Your goal —
Print exactly the lines from the one containing "the swing seat" through the last line of the listing, both included.

[Data entries]
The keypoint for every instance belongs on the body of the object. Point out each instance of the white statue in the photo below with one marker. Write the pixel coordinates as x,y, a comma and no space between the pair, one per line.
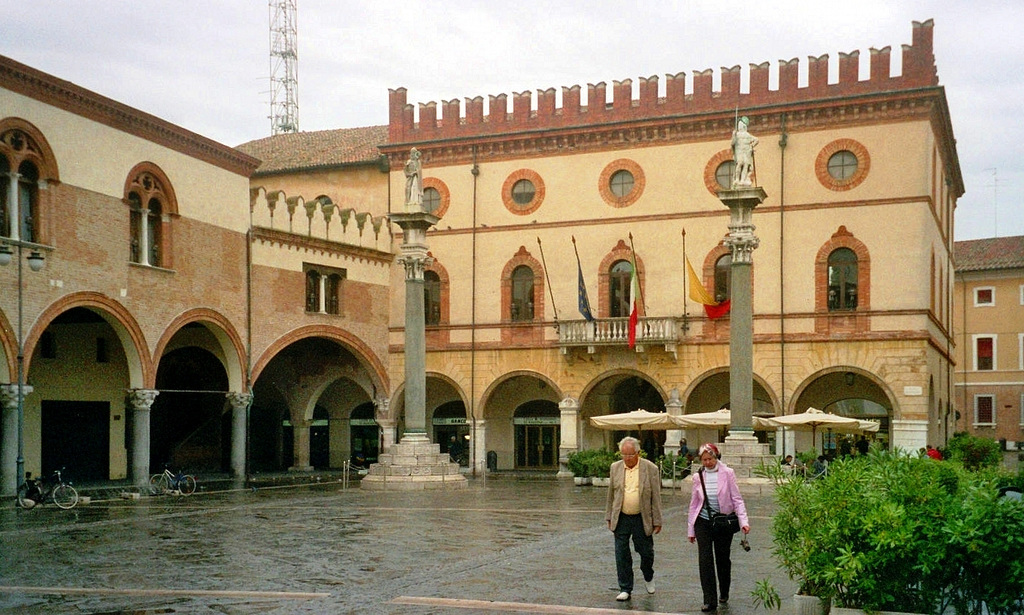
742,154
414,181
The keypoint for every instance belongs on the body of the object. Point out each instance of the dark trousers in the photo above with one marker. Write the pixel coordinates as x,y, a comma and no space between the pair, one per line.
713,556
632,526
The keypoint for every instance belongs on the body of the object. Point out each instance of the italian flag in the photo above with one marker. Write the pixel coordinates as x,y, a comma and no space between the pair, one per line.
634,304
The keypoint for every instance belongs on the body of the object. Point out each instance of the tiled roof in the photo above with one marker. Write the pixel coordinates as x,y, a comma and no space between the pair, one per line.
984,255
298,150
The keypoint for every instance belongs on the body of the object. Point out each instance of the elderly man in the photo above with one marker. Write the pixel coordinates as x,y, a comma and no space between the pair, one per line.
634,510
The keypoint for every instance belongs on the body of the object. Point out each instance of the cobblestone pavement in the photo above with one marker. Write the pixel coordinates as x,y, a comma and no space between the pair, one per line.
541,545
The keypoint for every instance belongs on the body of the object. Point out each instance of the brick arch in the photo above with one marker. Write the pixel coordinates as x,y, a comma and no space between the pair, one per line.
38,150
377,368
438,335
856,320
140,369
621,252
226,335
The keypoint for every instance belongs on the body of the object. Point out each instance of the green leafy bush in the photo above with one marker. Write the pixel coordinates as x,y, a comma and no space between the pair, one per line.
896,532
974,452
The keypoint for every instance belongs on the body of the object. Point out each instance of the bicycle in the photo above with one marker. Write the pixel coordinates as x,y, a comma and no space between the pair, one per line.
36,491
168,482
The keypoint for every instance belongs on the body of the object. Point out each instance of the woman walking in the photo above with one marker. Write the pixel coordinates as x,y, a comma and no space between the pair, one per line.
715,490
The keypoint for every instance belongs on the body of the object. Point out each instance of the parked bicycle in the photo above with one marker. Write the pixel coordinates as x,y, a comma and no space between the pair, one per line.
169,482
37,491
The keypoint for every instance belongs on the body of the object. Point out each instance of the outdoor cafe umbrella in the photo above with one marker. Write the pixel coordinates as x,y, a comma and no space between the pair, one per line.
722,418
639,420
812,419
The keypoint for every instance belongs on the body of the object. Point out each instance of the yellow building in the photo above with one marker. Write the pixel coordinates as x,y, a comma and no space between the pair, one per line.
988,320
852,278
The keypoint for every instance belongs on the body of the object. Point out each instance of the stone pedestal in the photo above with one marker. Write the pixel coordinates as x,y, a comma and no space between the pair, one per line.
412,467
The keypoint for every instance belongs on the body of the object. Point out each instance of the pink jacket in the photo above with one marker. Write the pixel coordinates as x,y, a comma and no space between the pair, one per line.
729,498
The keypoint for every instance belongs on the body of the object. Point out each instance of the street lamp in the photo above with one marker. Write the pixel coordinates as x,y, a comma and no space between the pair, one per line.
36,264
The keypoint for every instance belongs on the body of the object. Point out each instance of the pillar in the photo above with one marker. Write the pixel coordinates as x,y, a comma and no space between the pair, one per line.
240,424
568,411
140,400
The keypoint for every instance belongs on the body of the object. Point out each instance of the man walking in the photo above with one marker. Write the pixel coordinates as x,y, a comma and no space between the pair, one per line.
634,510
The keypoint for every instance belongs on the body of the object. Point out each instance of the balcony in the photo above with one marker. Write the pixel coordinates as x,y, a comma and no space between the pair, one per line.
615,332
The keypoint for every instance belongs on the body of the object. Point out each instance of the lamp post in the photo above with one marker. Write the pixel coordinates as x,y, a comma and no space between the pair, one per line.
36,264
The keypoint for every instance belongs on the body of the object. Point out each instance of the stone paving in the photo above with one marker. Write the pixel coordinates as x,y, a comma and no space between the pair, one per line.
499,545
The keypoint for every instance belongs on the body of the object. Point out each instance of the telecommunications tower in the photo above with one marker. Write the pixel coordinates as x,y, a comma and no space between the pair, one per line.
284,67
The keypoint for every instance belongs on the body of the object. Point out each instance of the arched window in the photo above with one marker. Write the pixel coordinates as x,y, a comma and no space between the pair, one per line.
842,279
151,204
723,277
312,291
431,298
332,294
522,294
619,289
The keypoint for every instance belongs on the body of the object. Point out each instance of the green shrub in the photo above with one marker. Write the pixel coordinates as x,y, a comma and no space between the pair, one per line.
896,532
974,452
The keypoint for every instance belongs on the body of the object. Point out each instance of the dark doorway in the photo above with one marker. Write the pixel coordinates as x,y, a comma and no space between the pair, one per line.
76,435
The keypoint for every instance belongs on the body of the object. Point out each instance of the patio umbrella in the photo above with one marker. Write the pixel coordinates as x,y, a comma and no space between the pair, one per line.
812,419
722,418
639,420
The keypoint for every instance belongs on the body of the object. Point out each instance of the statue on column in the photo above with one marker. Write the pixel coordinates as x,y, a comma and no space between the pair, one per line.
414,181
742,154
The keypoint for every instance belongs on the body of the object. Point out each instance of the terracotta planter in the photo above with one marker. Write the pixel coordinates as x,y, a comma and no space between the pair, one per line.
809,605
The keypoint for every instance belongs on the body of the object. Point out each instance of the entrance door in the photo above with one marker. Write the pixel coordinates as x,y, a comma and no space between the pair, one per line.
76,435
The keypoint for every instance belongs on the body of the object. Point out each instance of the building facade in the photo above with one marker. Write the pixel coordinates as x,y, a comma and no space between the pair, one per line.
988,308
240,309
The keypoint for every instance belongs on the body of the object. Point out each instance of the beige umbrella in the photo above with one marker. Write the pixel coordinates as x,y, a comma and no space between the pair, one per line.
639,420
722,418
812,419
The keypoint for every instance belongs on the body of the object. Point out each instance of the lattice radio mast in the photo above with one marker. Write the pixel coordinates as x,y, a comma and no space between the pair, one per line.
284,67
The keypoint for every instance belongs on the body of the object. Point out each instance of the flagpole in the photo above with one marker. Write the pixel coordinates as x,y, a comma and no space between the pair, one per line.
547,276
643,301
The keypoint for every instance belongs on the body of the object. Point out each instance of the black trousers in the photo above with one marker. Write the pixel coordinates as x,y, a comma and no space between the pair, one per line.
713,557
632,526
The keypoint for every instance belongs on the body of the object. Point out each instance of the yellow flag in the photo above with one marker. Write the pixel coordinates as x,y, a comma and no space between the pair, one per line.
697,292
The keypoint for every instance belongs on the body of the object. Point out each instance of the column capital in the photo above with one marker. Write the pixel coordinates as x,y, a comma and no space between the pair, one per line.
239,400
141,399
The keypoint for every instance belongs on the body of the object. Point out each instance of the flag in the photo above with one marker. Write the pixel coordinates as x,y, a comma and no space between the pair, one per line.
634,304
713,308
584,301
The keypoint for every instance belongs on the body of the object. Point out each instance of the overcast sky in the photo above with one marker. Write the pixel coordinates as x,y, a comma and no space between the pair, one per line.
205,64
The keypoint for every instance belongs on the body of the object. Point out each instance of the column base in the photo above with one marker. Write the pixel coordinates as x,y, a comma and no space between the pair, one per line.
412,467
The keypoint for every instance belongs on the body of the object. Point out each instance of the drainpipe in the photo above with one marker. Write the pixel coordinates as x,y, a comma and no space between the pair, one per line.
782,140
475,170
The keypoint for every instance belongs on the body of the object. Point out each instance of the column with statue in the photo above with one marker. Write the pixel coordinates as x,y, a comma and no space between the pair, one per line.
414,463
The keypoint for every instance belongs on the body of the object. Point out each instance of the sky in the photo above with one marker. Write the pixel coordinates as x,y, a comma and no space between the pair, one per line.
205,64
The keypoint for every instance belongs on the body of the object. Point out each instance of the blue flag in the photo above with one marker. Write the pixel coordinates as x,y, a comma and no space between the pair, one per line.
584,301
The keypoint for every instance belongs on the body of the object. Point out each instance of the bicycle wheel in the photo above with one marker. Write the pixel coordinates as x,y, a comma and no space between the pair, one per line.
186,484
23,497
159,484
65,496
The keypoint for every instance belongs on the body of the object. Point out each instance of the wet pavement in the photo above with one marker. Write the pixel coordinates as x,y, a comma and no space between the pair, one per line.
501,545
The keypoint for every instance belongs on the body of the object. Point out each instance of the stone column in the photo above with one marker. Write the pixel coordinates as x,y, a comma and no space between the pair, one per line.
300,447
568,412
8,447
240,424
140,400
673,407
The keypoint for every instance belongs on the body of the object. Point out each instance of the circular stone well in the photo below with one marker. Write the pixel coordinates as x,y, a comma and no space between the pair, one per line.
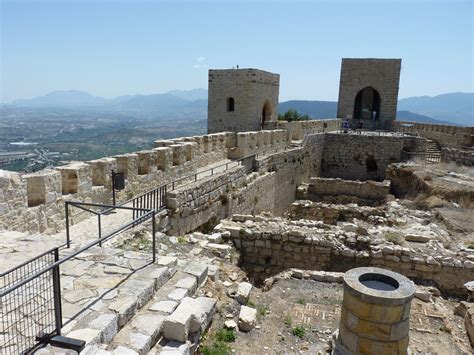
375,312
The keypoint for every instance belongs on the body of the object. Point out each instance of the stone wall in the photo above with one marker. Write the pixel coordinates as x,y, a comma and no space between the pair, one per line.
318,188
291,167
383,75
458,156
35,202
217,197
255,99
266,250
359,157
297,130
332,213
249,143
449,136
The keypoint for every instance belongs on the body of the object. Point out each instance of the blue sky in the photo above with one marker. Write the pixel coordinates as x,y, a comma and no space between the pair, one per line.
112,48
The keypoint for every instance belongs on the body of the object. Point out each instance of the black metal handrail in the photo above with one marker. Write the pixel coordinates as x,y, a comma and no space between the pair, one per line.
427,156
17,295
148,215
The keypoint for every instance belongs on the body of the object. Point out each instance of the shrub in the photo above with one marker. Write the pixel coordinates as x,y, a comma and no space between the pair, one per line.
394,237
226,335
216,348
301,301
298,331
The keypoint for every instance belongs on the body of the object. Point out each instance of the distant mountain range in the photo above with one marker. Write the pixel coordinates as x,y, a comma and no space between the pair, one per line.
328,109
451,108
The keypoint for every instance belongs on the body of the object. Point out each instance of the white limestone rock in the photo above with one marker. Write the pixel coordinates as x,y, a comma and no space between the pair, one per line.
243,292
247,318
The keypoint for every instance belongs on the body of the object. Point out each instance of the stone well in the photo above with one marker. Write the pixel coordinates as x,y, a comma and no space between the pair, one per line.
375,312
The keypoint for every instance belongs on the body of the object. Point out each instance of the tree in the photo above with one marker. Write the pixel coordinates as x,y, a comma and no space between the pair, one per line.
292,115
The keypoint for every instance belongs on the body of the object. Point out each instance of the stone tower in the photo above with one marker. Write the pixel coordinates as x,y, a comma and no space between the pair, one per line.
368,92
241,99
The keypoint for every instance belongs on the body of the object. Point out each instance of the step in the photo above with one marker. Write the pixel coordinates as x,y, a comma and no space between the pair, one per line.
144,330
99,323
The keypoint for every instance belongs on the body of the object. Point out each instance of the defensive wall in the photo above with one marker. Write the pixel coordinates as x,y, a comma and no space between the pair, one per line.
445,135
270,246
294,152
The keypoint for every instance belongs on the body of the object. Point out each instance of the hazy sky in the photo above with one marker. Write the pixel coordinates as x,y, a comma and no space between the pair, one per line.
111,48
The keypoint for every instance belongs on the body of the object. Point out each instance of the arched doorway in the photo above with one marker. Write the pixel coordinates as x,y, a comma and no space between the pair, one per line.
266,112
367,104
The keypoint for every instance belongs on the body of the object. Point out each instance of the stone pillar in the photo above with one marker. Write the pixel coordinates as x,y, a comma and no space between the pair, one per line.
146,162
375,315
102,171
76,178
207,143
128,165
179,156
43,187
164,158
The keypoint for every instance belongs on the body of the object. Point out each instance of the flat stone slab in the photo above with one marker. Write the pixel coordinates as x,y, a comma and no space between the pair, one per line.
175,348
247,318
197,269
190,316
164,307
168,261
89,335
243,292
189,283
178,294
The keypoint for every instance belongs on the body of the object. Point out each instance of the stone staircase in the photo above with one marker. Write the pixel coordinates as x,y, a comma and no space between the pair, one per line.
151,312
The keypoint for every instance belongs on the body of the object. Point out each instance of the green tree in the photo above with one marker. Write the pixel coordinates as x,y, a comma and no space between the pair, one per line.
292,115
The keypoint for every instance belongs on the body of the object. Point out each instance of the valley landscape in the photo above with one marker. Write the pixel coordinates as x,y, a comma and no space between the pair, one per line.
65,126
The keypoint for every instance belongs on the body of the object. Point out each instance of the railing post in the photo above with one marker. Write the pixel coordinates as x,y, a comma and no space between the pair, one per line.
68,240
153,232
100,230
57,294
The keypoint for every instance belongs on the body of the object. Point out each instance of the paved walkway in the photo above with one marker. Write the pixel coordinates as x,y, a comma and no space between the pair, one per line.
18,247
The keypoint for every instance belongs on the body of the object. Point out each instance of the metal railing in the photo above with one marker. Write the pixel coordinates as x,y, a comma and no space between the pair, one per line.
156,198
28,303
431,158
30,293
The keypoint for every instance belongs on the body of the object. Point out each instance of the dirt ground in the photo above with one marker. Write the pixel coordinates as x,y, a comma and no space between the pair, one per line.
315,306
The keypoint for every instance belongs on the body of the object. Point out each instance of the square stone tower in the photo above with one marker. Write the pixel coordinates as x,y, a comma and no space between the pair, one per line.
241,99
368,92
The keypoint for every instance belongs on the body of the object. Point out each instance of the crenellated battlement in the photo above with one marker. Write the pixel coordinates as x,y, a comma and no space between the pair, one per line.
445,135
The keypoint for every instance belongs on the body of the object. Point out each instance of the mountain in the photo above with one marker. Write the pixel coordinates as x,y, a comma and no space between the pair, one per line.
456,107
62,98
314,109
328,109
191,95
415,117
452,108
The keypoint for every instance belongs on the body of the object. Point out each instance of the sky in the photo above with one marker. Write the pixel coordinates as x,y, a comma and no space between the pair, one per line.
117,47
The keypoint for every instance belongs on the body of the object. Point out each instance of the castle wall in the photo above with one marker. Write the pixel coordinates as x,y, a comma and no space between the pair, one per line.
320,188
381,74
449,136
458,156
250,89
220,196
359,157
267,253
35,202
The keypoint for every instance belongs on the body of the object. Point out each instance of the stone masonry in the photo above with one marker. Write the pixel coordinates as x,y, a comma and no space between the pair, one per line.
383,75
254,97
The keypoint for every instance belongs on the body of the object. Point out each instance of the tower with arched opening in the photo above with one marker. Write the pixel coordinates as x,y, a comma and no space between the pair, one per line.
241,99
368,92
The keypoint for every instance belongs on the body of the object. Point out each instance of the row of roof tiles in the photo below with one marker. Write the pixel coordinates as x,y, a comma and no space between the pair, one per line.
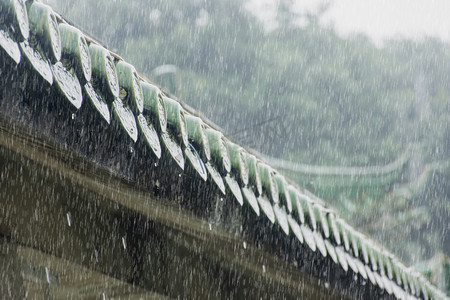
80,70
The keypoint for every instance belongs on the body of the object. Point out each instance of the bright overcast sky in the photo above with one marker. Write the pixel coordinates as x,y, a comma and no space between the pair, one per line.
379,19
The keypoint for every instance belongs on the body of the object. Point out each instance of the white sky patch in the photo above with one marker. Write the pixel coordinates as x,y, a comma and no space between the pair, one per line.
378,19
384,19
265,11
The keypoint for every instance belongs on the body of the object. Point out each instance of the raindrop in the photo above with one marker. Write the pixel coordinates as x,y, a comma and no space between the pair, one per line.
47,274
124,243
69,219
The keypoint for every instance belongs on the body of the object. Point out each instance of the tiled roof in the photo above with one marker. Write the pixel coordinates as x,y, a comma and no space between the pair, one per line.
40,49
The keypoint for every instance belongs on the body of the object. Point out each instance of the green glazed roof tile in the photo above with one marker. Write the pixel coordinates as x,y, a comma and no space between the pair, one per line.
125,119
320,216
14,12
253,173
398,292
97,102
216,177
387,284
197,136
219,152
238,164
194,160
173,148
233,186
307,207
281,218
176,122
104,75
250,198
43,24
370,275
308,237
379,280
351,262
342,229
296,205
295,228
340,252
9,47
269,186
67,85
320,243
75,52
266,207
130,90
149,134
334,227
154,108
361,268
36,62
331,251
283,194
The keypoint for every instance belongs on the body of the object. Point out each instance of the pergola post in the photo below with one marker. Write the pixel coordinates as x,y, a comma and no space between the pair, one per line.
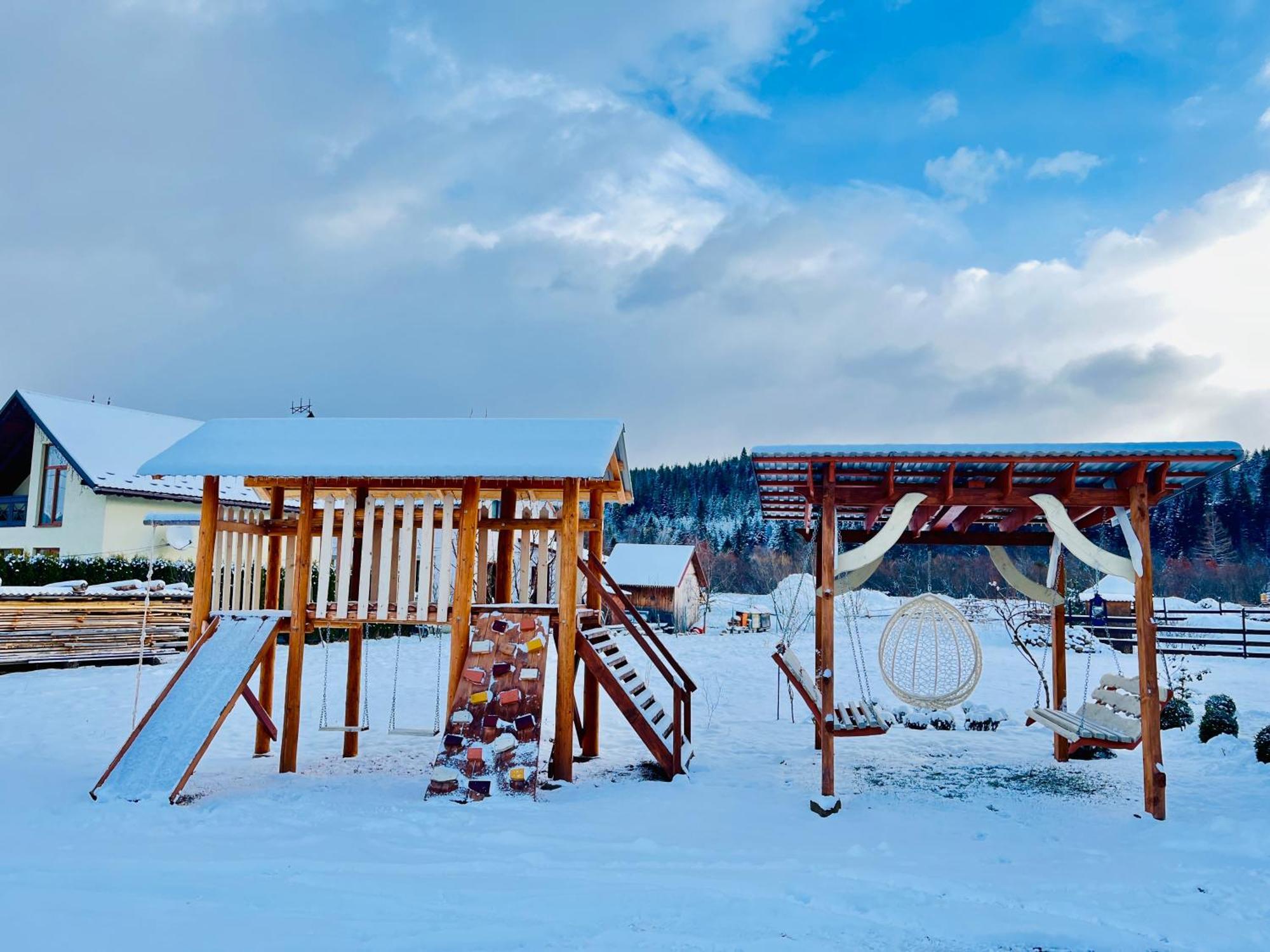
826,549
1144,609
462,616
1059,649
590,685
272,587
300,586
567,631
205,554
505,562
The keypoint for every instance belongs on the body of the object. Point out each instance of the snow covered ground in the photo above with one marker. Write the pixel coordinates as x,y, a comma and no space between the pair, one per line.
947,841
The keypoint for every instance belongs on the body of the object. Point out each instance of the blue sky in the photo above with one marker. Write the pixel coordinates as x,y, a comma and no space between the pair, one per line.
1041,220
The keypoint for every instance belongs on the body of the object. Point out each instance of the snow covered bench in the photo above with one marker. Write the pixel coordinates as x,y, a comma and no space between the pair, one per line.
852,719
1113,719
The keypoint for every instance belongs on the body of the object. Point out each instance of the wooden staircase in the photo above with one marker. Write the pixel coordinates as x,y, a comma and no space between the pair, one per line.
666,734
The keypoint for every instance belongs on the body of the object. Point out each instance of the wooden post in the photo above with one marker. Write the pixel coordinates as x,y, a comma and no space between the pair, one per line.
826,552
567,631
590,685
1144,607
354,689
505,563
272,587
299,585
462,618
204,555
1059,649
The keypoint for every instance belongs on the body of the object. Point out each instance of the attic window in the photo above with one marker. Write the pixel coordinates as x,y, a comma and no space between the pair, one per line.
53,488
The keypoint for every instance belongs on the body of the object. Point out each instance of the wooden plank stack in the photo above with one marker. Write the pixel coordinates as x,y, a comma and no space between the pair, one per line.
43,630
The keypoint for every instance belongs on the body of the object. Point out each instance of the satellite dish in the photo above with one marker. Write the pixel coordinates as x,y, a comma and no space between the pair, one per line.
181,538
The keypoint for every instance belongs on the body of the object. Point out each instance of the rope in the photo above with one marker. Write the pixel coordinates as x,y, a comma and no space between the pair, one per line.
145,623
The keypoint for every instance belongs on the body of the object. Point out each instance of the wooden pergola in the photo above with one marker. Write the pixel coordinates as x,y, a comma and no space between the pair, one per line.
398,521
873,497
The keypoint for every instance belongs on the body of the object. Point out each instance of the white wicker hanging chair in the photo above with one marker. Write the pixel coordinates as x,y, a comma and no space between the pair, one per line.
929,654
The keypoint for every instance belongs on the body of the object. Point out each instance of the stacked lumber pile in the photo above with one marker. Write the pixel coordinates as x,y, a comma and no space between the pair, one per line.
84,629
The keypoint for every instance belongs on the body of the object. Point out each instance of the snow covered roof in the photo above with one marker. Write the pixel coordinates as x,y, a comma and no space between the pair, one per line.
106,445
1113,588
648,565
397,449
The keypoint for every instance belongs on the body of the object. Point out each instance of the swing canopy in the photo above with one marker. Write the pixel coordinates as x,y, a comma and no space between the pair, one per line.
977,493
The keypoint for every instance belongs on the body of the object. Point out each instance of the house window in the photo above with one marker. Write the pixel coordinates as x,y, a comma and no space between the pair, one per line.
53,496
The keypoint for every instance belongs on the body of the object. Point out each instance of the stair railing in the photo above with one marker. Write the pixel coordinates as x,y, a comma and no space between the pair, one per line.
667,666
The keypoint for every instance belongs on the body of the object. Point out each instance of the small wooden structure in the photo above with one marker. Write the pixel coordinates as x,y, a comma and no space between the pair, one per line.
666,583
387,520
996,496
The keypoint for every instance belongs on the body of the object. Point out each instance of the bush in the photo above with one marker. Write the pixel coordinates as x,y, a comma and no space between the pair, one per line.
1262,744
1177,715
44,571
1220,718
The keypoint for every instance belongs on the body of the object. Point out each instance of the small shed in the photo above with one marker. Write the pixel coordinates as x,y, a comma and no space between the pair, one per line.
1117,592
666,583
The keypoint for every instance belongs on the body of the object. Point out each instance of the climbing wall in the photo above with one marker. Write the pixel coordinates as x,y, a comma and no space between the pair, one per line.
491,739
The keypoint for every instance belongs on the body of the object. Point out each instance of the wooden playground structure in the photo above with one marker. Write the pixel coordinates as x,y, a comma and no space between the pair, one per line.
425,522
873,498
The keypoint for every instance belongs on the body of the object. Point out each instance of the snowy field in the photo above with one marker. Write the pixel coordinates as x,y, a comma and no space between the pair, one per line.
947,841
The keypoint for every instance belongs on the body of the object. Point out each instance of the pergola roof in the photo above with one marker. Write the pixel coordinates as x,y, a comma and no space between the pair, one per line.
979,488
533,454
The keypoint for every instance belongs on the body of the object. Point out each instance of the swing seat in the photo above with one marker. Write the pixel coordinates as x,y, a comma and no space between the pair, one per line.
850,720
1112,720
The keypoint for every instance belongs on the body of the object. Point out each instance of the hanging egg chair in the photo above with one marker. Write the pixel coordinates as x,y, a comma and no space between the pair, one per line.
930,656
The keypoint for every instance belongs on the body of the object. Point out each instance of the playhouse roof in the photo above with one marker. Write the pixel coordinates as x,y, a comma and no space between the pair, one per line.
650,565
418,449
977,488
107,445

Solution to this task —
The keypoint for every instance belongs on the body of the object. Point out each instance of the swing seat in the photo above with one marker. Write the pixel coordinates as x,y, a comma and no space between the pair, one per line.
850,720
1112,720
The keypoint for every instance belongs on the body of the object. Point out each instance of the hanging egg chair in the photo above with one marker. Write the pixel coordinates as x,y, a comma and no space between the pair, one per line.
930,656
The keypoint for every instance belongs on the body of the object. Point out each instance of the playhouse roof in the photo above with one marker. Write the pixel coordinates as x,y, a comma and no space between the pair, one per line.
650,565
418,449
977,488
107,445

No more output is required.